▶ _Given request 1_
Copy every line of the entries below that contains the word "dishwasher". Matching is case-sensitive.

▶ _Source_

Shanahai; From the bustle of busy streets to the calm of ancient temples, KARIN JONES finds modern-day China rubbing shoulders with its age-old past, in the conclusion of a two-part feature.
THE cities of Shanghai and Beijing are hard to ignore. The flashing neon signs and huge skyscrapers symbolise the modern Asian city you've seen in the movies.
But look carefully and you'll catch fleeting glimpses of a more mysterious past.
I had expected Beijing to be the more Chinese of the two but it was Shanghai that proved to offer the delights of a bygone era.
A bewildering tangle of alleyways forms the heart of the old districts of the city. Here, it's best just to wander and get lost, immersing yourself in a China fast being overtaken by modernity.
Beijing, on the other hand, has bulldozed much of the older parts to make way for sprawling freeways, stadia and huge hotels gearing up for the 2008 Olympics.
But this didn't detract from my amazement and enjoyment of this city, which has an excitement in the air and has been designed in a way that makes it quite beautiful in a modern way.
There are still some older parts of town known as "hutongs" and you can take a tuk tuk ride through the narrow streets for a glimpse of what Beijing use to look like.
This area is also close to a number of quaint alleyways packed with some lovely bars and restaurants.
Must-sees include the immense Tian'anmen Square - the largest of its kind in the world - leading you into the amazing Imperial Palace or Forbidden City, as it became known.
People were banned from even approaching the palace walls during the reigns of 24 emperors. Nowadays it is open daily and is one of the city's most visited attractions.
A welcome retreat from the hustle and bustle of the city is the tranquil park of the Temple of Heaven, regarded as the highpoint in Ming design - the temples themselves are simply stunning.
As would be expected, the city has an abundance of bars, clubs and good restaurants. That's unlike the rest of China, where you won't find many watering holes because the Chinese tend to drink only with dinner.
The city also offers fantastic shopping and one of the best places is the old pearl market, which sells exquisite cultivated pearls at great prices, but also Chinese silks, shoes, fake leather goods and electronics.

▶ _Task input_
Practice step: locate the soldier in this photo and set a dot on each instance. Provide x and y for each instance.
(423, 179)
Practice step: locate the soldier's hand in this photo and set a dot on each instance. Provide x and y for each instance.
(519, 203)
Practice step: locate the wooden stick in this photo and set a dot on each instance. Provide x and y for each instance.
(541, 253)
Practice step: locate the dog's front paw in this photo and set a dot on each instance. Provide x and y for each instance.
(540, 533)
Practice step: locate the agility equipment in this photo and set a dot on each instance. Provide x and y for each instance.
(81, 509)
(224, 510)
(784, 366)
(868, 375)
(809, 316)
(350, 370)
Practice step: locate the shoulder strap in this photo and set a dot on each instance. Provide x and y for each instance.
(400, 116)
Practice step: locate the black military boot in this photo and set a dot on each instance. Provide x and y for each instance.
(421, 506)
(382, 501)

...

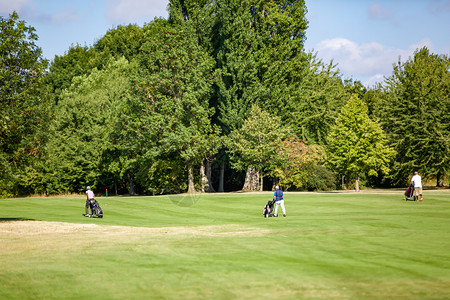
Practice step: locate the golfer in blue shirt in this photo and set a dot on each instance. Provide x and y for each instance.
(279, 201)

==

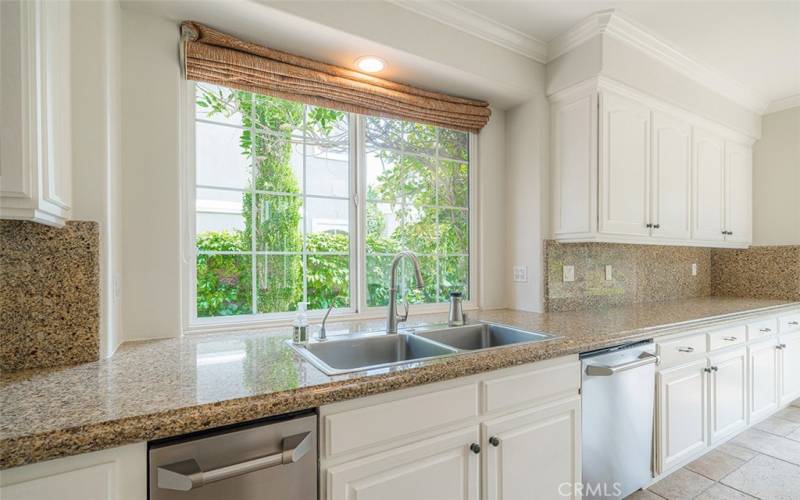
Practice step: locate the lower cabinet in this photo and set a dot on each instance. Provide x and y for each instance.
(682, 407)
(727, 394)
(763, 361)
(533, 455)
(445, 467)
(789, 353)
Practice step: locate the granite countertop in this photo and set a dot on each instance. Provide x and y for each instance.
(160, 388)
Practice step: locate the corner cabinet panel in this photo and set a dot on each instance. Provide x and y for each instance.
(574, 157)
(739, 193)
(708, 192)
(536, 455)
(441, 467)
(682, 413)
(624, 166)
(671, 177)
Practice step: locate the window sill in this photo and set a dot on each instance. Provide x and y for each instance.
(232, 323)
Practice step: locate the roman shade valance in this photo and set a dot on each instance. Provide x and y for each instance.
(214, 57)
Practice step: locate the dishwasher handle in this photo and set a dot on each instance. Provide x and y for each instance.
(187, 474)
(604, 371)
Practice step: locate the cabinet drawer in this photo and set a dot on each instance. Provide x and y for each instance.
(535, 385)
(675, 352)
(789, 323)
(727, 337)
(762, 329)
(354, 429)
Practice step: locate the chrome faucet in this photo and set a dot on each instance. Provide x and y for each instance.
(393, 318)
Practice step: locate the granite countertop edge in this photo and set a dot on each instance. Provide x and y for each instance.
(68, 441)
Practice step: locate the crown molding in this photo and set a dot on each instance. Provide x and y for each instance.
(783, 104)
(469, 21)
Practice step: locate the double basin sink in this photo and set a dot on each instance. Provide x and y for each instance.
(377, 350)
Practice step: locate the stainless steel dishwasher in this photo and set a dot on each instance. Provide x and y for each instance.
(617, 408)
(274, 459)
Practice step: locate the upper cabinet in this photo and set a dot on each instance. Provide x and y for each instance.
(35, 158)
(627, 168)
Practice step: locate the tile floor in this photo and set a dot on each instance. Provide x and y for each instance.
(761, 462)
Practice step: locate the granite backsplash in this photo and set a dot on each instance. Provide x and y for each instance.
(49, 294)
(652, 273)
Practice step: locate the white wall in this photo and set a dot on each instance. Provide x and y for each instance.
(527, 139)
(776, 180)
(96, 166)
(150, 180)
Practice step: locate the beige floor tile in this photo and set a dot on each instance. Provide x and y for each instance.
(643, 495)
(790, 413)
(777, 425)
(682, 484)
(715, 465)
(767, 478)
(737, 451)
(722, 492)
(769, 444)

▶ _Given request 2_
Using the China travel feature above, say whether each statement agrees with it. Answer yes or no for each, and quote the deciding words. (a) The writer had expected Shanghai to be the more Chinese of the two cities. (b) The Forbidden City is now open every day. (c) The old pearl market sells fake leather goods.

▶ _Result 1_
Practice step: locate the dishwasher handle in this photo and set a dot on each instance. Provide x and y for each instance.
Practice step: locate the stainless steel dishwasher in this photo and set a dot on each instance. Provide x and y for each instance.

▶ _Result 2_
(a) No: "I had expected Beijing to be the more Chinese of the two but it was Shanghai that proved to offer the delights of a bygone era."
(b) Yes: "Nowadays it is open daily and is one of the city's most visited attractions."
(c) Yes: "but also Chinese silks, shoes, fake leather goods and electronics."